--- Records to use Enclosed Below ---
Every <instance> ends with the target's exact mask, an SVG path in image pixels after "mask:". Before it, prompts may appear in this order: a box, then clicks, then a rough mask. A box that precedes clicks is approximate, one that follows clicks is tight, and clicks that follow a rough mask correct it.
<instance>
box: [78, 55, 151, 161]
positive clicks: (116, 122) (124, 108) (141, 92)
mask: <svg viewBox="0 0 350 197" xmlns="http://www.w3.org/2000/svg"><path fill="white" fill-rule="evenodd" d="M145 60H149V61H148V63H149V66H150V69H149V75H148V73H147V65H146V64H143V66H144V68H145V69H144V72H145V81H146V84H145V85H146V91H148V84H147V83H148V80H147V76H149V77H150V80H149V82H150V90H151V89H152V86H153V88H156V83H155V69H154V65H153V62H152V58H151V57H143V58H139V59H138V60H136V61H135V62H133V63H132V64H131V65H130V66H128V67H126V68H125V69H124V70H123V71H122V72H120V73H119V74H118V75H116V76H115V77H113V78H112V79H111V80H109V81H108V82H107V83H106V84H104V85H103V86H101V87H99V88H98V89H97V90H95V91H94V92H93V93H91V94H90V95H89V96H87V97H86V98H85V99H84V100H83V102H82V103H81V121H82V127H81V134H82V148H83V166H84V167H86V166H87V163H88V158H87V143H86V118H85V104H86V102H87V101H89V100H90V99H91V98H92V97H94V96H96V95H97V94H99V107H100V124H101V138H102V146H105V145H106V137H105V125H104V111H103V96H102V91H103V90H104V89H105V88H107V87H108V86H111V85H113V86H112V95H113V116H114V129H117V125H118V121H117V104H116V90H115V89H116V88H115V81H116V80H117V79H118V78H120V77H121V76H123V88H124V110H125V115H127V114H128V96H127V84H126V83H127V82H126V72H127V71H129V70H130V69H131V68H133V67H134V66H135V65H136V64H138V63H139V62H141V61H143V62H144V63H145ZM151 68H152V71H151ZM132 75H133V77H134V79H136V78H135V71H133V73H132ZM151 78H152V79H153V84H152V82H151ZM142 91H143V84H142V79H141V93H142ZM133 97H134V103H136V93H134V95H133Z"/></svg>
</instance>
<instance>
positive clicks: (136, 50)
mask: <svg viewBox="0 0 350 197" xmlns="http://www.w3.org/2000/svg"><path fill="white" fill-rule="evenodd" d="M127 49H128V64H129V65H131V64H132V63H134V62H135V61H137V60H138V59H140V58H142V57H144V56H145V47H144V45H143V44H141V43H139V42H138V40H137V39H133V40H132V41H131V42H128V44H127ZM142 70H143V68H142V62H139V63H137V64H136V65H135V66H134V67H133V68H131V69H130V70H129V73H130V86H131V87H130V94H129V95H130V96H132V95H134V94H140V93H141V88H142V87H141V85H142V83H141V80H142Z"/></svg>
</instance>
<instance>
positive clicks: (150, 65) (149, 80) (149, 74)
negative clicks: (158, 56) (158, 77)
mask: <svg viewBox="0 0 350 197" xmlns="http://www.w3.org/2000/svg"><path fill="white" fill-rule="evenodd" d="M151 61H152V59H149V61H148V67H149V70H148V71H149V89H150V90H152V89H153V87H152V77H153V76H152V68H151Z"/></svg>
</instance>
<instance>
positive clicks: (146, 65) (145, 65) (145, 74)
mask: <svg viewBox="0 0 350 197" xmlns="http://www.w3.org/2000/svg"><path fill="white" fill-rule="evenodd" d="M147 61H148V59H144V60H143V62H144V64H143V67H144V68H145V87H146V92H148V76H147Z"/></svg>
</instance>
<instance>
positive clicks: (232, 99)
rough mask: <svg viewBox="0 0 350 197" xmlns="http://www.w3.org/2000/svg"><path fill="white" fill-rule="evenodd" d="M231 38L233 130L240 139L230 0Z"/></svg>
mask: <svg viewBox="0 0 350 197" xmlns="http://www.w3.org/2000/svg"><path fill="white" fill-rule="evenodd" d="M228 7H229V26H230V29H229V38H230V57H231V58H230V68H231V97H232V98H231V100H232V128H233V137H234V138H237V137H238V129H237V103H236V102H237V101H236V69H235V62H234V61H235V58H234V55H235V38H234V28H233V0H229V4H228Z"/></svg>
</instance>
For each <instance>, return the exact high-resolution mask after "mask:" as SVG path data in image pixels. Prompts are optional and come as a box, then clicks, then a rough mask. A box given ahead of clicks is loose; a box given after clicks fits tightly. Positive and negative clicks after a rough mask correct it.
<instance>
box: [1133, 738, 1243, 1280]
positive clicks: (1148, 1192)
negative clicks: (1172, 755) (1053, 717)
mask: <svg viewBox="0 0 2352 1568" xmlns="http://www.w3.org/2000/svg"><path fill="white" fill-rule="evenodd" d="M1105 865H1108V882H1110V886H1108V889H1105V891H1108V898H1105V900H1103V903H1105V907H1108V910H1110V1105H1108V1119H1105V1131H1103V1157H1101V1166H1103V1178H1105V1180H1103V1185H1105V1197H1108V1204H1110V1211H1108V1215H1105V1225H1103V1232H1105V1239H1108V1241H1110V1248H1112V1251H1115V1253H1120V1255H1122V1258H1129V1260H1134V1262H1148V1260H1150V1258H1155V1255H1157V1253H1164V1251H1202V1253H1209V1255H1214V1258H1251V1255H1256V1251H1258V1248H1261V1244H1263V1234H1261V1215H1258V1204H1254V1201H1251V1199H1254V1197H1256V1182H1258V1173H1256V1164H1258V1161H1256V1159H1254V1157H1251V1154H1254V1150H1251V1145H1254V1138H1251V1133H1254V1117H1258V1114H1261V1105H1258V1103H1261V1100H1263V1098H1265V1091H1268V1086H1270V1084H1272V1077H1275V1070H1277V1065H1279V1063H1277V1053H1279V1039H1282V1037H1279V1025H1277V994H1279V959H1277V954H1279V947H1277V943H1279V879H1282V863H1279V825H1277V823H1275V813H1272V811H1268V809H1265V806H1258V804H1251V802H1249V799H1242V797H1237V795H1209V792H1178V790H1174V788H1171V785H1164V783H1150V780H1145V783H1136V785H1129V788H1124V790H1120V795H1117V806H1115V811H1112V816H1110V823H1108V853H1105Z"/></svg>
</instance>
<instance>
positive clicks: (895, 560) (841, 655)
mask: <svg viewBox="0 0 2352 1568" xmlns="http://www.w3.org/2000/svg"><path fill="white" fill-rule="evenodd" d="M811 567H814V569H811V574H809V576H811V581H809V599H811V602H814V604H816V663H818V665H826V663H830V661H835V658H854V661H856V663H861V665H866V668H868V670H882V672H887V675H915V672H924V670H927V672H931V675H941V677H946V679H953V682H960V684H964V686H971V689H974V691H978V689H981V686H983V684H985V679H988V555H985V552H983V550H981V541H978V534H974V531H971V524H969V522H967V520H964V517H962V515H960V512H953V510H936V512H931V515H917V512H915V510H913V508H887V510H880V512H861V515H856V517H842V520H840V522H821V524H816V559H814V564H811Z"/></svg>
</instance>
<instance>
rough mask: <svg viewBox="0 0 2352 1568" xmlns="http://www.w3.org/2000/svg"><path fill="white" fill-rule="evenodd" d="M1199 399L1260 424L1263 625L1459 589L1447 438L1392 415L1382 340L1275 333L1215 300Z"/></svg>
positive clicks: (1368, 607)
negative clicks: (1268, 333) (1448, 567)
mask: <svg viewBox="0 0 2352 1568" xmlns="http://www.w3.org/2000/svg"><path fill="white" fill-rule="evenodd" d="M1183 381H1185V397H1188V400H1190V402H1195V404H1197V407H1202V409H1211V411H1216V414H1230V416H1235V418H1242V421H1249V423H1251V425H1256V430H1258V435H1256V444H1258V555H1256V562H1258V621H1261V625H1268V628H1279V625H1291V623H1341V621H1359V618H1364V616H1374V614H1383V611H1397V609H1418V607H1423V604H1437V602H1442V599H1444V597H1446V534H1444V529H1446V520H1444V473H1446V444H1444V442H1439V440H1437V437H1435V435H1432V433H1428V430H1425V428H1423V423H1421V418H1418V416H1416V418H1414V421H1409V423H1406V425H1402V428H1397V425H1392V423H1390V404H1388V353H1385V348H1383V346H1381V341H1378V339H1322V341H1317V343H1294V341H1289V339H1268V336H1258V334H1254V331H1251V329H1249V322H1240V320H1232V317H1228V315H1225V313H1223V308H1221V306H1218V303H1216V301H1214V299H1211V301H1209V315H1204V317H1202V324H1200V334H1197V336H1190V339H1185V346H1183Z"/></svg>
--- End of Enclosed Records to use ---
**What the task requires:**
If a line in the records contains "pixels", report it.

**Exercise output:**
Every <instance> ends with the target's exact mask, an SVG path in image pixels after "mask:". Before it, prompts may appear in this order: a box, then clicks, then a rough mask. A box that precedes clicks is approximate, one that follows clicks is tight, and clicks that follow a rough mask correct it.
For each <instance>, return the exact high-resolution mask after "mask:" as SVG path data in image pixels. Prompts are optional and come as a box, then clicks, then a rough mask. A box given ahead of clicks is loose; a box given after clicks fits tightly. Positive and negative clicks after a rough mask correct it.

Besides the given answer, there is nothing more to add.